Exercise details:
Put every line of the listing below, from the line containing "Target: panda walking on dirt" through the end of the listing, into a numbered list, omitting any blank lines.

--- BEGIN Material provided ---

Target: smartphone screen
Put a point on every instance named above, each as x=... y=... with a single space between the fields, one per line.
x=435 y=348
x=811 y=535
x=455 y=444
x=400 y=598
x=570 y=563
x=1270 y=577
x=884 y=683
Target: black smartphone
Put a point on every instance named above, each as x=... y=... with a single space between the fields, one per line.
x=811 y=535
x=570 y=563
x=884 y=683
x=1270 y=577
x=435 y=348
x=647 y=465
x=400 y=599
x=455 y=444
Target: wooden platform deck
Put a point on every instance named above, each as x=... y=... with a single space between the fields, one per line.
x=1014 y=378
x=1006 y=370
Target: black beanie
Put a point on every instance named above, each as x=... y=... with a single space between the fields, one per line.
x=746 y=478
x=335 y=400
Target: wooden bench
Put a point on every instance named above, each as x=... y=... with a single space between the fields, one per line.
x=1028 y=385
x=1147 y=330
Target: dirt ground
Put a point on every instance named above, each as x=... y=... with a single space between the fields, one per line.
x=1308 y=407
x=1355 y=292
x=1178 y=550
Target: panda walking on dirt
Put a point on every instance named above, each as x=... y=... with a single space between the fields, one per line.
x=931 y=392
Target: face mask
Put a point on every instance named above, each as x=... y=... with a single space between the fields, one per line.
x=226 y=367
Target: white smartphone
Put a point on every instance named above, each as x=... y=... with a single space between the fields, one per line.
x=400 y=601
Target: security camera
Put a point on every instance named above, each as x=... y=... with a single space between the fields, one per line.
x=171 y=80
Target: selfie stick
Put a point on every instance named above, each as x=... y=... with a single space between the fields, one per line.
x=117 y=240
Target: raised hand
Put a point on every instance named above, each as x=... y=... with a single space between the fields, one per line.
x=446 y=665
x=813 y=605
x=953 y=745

--- END Material provided ---

Problem solution:
1. Target: panda walking on dirt
2. Put a point on every instance named above, each as x=... y=... with a single space between the fields, one per line.
3. x=931 y=392
4. Target: face mask
5. Put a point on every instance named above, each as x=... y=... with a single space between the fields, one per line.
6. x=226 y=367
7. Target: white smartphone
8. Put a point on every instance named above, each as x=... y=... with a single space between the fields, one per line.
9. x=400 y=601
10. Target: security camera
11. Put a point on every instance named above, each as x=... y=... with a single space between the fields, one per line.
12. x=171 y=80
13. Target: selfie stick
14. Put a point on every instance named above, each as x=... y=... with a single space between the fields, one per line.
15. x=117 y=240
16. Target: raised hand
17. Put a point on every instance named above, each as x=... y=... with a single space between the fields, one per line.
18. x=446 y=665
19. x=813 y=605
20. x=953 y=745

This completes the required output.